Activity -> Repeat, exactly as written, the line containing "Target: white trim" and each line after it through the end of the data.

Provided records ->
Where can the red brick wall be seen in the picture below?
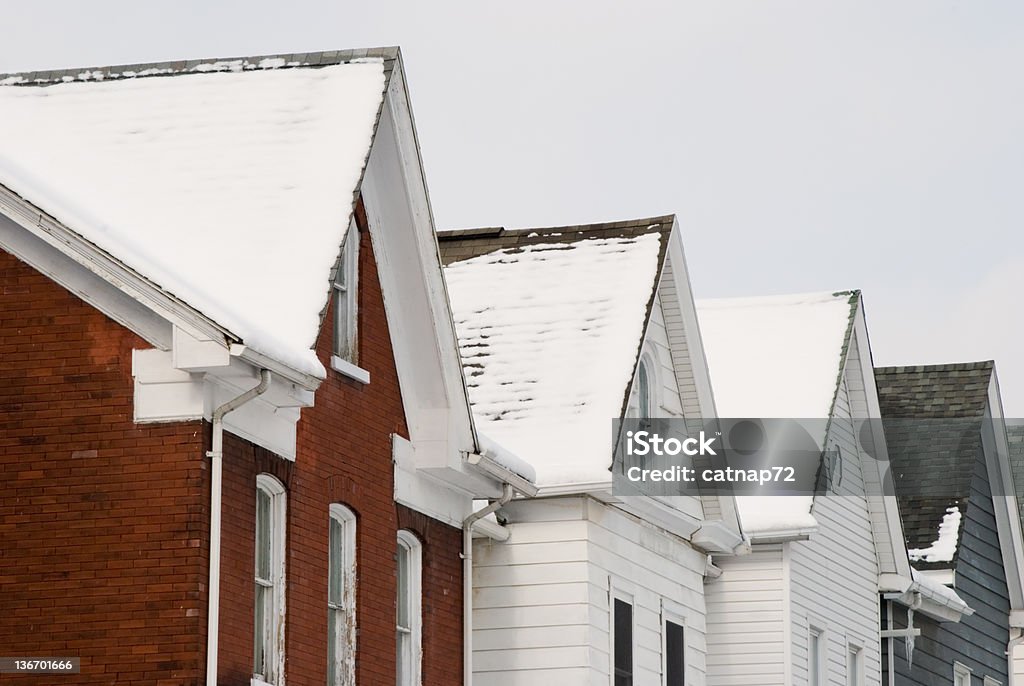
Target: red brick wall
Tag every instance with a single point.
(102, 522)
(344, 456)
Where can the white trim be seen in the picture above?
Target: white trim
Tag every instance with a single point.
(412, 544)
(347, 639)
(279, 504)
(343, 367)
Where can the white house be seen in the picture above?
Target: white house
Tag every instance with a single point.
(561, 330)
(804, 606)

Task solution ->
Target: white trim
Tag every instance with a single point.
(412, 544)
(347, 639)
(279, 504)
(343, 367)
Where can the white house be seen in the picture above?
Target: white house
Tag every instance with a single point.
(561, 330)
(804, 606)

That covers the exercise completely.